*Document text*:

When I began using Schoology last year, I wasn’t a big fan of the “assignment” feature. I preferred to share my resources individually, and I always posted homework as updates, not assignments. This year, I have realized how versatile they can be, and it has changed the way I have shared resources and collected student work. Here are a few reasons why I love Schoology assignments.
Reason #1: The Formatting Options
Have you taken time to explore all of the formatting when you create a new assignment? There are so many options! When you write the description for your assignment, you can format the text like you would in Microsoft Word or a similar program, but you can also insert tables, mathematical equations, web links, images, and video directly in the instructions. If you click on the “Switch to HTML” tab, you can even edit the HTML code to embed just about anything with an embed code. It’s like creating a website just for your assignment.
Reason #2: The Attachments
You may or may not already know that you can attach website links, files, and audio/video resources to your assignments. Last year, I used to create a folder for my science labs. Inside the folder, I added the various resources students would need to successfully complete the lab. Now, I attach all of those resources directly to the assignment itself. It makes it much easier for students because they know everything they need is right in the assignment.
Some of the resources I have shared this year with my assignments include:
- The handout itself (usually a PDF to be annotated in Notability)
- The rubric (even if you created a grading rubric, it’s hard for students to read on an iPad.)
- PDF versions of reading articles to extend learning
- Links to websites, simulations, and my own blog posts with further explanations
- Links to a Google spreadsheet with class data tables
- Links to Google forms (useful for student feedback or when students have to sign up for a project topic)
Reason #3: Allowing for Multiple Submissions
Most of the time, you probably only want students to submit an assignment once. However, there are times when multiple submissions are useful. When some of my students were revisiting measurement skills earlier this year, I created an assignment where they could provide evidence of their learning. If they made more errors, I left comments for them and prompted them to measure a different item and resubmit.

*Data*:
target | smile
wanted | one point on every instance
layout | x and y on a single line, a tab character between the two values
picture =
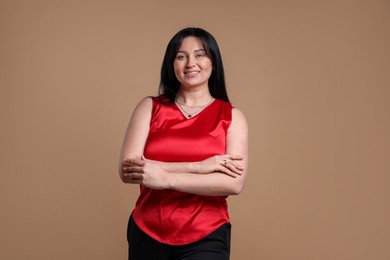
191	73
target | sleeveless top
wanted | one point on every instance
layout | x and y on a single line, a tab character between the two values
174	217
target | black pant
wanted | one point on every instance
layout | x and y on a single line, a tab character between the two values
215	246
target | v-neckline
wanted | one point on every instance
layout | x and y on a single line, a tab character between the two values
189	117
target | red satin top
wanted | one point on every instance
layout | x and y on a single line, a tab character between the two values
175	217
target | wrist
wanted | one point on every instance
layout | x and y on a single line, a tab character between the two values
194	167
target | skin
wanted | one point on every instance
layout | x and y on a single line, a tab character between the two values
219	175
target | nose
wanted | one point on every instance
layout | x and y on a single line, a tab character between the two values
190	61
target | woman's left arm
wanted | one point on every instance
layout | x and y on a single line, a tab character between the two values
154	176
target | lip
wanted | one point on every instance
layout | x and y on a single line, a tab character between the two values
191	72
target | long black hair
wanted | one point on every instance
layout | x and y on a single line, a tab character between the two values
169	85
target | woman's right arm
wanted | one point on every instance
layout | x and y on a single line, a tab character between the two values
136	135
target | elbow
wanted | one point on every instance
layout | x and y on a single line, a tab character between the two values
237	188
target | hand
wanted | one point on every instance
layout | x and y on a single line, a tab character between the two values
227	164
144	172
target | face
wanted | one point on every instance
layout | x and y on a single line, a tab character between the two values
192	65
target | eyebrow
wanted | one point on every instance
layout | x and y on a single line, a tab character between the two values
194	51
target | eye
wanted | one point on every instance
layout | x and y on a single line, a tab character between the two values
180	57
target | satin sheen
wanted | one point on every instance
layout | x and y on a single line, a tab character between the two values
174	217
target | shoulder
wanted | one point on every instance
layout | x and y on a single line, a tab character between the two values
238	119
145	103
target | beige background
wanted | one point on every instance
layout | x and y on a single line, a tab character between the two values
311	76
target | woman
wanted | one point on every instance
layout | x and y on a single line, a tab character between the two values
188	151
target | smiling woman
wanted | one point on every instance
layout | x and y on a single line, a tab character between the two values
188	151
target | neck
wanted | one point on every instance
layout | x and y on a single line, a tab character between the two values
194	98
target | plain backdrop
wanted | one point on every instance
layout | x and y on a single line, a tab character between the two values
312	78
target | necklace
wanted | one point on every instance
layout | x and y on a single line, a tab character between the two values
191	111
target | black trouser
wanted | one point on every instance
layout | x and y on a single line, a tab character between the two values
215	246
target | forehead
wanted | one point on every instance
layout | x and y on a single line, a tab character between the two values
191	43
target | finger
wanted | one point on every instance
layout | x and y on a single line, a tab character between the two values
134	161
133	169
237	166
234	157
233	167
228	172
132	177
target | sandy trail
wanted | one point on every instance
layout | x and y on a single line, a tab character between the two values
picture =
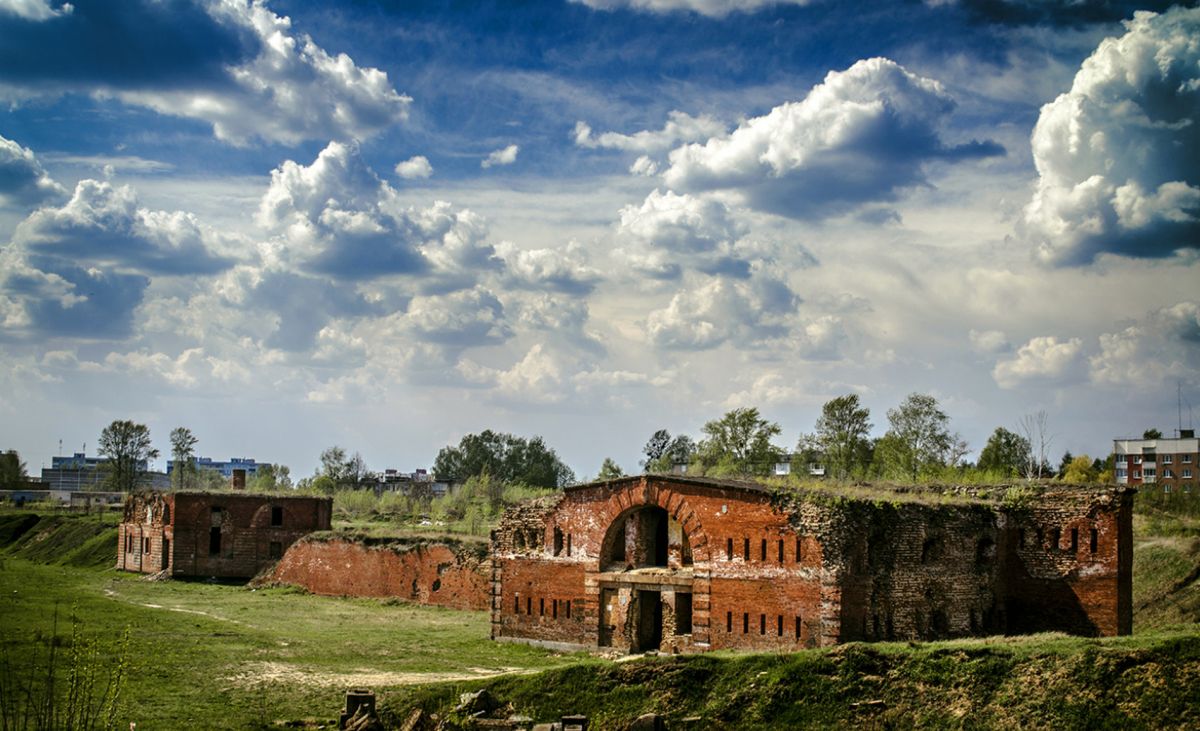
253	675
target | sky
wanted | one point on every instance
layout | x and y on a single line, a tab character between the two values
385	225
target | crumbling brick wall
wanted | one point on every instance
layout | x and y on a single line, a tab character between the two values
766	569
215	534
445	574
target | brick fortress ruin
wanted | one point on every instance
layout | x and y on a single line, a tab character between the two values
221	534
685	564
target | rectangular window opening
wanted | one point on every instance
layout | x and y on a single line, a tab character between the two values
683	613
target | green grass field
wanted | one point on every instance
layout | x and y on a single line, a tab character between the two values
213	655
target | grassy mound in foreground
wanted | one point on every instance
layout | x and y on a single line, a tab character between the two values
66	539
1048	681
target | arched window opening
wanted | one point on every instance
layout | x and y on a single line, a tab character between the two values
639	539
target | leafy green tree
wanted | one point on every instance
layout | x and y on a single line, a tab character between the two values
183	450
664	453
270	478
345	471
918	439
610	471
12	471
1063	463
657	445
1079	471
129	450
739	443
841	435
504	457
1005	451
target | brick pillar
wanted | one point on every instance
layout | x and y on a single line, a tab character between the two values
592	606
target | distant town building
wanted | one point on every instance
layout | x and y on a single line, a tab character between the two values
81	472
1171	463
235	469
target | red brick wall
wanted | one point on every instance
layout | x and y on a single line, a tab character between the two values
247	534
1053	586
427	574
846	569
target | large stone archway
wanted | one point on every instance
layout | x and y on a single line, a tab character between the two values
649	585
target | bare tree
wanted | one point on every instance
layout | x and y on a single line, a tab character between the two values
1036	430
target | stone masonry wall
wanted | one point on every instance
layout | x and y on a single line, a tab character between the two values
214	533
456	576
761	569
1071	564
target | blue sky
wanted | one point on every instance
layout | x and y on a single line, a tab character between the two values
387	225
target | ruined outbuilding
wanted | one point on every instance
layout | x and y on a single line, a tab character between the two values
221	534
684	564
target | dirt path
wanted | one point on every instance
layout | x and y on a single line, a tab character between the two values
253	675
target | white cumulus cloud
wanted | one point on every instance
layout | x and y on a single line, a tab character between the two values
23	180
501	157
713	9
1161	348
291	91
1042	361
35	10
679	127
414	167
1117	154
862	136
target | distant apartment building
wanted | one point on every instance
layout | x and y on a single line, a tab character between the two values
235	469
1170	463
81	472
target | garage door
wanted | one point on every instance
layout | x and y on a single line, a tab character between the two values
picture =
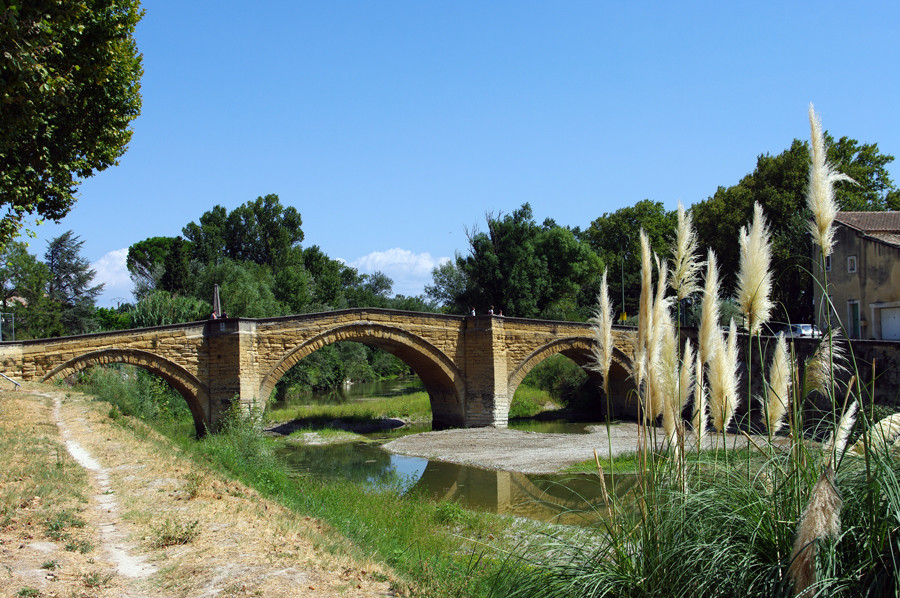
890	324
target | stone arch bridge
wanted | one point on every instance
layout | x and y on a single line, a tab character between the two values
470	365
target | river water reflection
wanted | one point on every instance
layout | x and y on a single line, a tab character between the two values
564	498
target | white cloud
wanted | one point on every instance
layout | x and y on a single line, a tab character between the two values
409	271
113	273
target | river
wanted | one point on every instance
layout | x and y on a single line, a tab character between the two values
563	498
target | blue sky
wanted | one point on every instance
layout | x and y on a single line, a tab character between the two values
394	126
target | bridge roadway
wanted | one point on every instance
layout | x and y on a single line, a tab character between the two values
470	365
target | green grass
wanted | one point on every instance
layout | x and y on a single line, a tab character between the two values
429	543
414	407
529	401
631	463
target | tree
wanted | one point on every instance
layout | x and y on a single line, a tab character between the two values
23	281
520	267
615	237
779	184
176	276
261	231
70	283
69	89
146	262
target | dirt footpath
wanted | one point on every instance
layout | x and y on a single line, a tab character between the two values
228	540
528	452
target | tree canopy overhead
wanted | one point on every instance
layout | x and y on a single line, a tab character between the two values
69	89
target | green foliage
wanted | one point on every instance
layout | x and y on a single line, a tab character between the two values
260	231
176	277
23	282
160	308
409	407
70	283
779	184
146	263
245	288
71	79
521	268
528	402
615	237
136	392
114	319
557	375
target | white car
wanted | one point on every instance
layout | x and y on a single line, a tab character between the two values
802	331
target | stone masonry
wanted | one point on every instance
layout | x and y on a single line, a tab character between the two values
470	366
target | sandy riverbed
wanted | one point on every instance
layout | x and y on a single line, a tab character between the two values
527	452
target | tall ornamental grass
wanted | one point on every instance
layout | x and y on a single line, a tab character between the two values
805	517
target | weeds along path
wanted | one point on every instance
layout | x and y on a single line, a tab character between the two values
114	543
142	520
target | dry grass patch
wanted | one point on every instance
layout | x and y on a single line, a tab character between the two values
208	534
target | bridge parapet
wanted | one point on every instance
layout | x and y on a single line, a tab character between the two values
470	365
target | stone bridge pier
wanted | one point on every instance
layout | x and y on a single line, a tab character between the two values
470	365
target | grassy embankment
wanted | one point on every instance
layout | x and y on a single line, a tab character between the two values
43	492
441	548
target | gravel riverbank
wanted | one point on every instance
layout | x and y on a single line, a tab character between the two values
526	452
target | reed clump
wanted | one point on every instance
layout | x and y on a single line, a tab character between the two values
788	515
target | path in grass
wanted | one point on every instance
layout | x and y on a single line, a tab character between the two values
114	543
151	522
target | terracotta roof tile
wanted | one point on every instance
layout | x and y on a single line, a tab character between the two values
889	238
871	222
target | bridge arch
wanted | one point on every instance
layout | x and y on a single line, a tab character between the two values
441	377
187	385
578	349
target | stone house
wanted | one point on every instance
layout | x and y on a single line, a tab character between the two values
863	276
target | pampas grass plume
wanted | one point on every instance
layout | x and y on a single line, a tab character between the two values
825	364
700	418
686	266
821	519
820	194
723	382
710	340
601	326
777	397
836	446
755	278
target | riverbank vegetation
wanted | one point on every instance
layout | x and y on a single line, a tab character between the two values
803	511
440	548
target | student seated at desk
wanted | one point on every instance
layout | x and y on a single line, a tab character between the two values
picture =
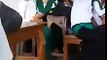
93	38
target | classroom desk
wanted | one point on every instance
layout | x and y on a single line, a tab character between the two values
29	30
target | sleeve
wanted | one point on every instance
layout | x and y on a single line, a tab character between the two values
99	11
5	51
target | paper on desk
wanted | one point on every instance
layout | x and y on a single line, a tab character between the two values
24	24
5	51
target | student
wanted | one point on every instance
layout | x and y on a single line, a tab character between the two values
98	10
83	29
5	51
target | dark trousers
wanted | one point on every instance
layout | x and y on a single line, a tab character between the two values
57	37
93	43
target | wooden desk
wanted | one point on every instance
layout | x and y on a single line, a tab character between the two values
29	30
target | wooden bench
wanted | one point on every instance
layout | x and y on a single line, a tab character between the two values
28	30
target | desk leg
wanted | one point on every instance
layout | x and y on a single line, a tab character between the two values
41	46
65	51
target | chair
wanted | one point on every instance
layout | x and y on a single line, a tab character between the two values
28	31
68	39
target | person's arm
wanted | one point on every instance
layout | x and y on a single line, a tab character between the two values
97	8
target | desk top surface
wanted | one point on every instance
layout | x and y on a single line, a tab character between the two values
28	24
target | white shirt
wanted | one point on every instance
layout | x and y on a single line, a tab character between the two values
97	12
11	3
81	12
5	51
27	9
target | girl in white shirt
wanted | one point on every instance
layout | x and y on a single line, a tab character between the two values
98	10
81	15
93	38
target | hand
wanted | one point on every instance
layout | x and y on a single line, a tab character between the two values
37	18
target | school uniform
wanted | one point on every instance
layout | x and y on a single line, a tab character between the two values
98	10
83	29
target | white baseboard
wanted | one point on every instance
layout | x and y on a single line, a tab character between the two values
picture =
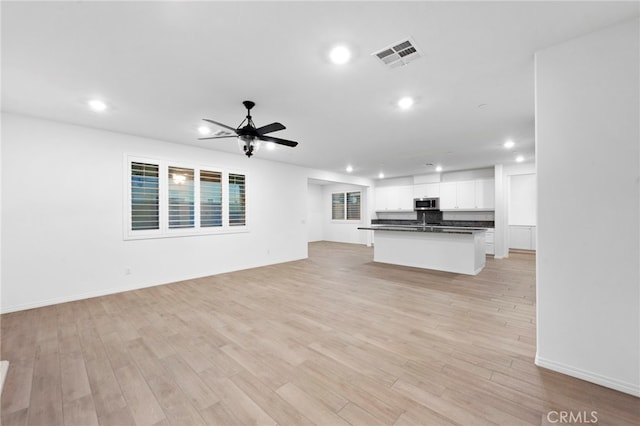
72	298
609	382
115	290
4	369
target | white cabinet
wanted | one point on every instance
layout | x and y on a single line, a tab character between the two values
426	190
489	241
485	194
394	198
522	237
448	199
467	195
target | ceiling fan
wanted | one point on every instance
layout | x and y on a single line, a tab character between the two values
249	136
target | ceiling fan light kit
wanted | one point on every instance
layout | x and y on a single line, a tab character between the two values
249	136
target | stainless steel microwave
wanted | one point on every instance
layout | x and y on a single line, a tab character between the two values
420	204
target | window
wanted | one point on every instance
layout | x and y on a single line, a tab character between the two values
337	206
145	192
353	206
345	205
187	200
236	200
181	199
210	199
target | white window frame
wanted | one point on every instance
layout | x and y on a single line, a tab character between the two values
345	207
163	193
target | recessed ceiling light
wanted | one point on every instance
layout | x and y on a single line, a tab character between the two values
340	55
405	103
97	105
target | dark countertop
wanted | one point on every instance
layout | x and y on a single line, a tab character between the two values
450	223
421	228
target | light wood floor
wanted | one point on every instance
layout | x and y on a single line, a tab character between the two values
335	339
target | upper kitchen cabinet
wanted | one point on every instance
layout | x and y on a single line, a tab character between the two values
394	198
485	194
426	190
467	195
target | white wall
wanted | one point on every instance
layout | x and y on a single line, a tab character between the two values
62	216
587	147
314	212
523	200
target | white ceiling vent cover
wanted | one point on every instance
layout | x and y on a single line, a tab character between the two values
399	53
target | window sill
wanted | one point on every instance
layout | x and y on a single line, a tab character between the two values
179	234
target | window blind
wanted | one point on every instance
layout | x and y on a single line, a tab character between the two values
353	206
237	200
181	197
145	193
337	206
210	199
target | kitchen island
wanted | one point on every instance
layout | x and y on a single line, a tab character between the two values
443	248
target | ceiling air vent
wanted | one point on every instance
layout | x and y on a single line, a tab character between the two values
398	54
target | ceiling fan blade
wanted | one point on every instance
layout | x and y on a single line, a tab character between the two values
220	124
273	127
217	137
278	141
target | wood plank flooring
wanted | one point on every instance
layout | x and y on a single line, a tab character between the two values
335	339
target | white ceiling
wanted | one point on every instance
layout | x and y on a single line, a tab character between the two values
163	66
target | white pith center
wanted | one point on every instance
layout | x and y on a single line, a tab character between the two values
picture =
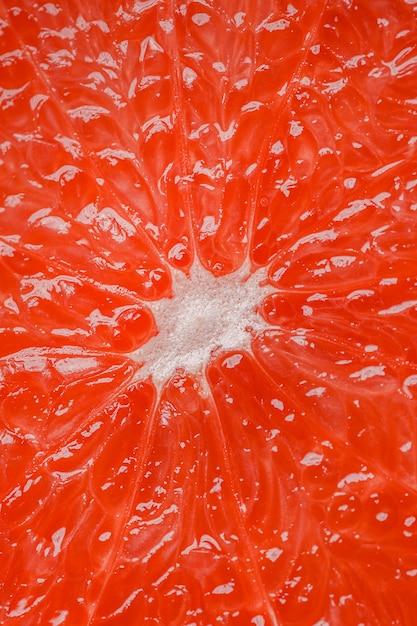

*What you need to do*:
A - Answer these questions from the text on Schoology assignments:
(i) Which tab lets you edit the HTML code of an assignment description?
(ii) In which app is the handout PDF usually annotated?
(iii) Which skills were some students revisiting when the multiple-submission assignment was created?
B - Transcribe the passage of the Schoology assignments text starting with "- The rubric" and going on through "item and resubmit.".

*Answers*:
A -
(i) The "Switch to HTML" tab.
(ii) Notability.
(iii) Measurement skills.

B -
- The rubric (even if you created a grading rubric, it’s hard for students to read on an iPad.)
- PDF versions of reading articles to extend learning
- Links to websites, simulations, and my own blog posts with further explanations
- Links to a Google spreadsheet with class data tables
- Links to Google forms (useful for student feedback or when students have to sign up for a project topic)
Reason #3: Allowing for Multiple Submissions
Most of the time, you probably only want students to submit an assignment once. However, there are times when multiple submissions are useful. When some of my students were revisiting measurement skills earlier this year, I created an assignment where they could provide evidence of their learning. If they made more errors, I left comments for them and prompted them to measure a different item and resubmit.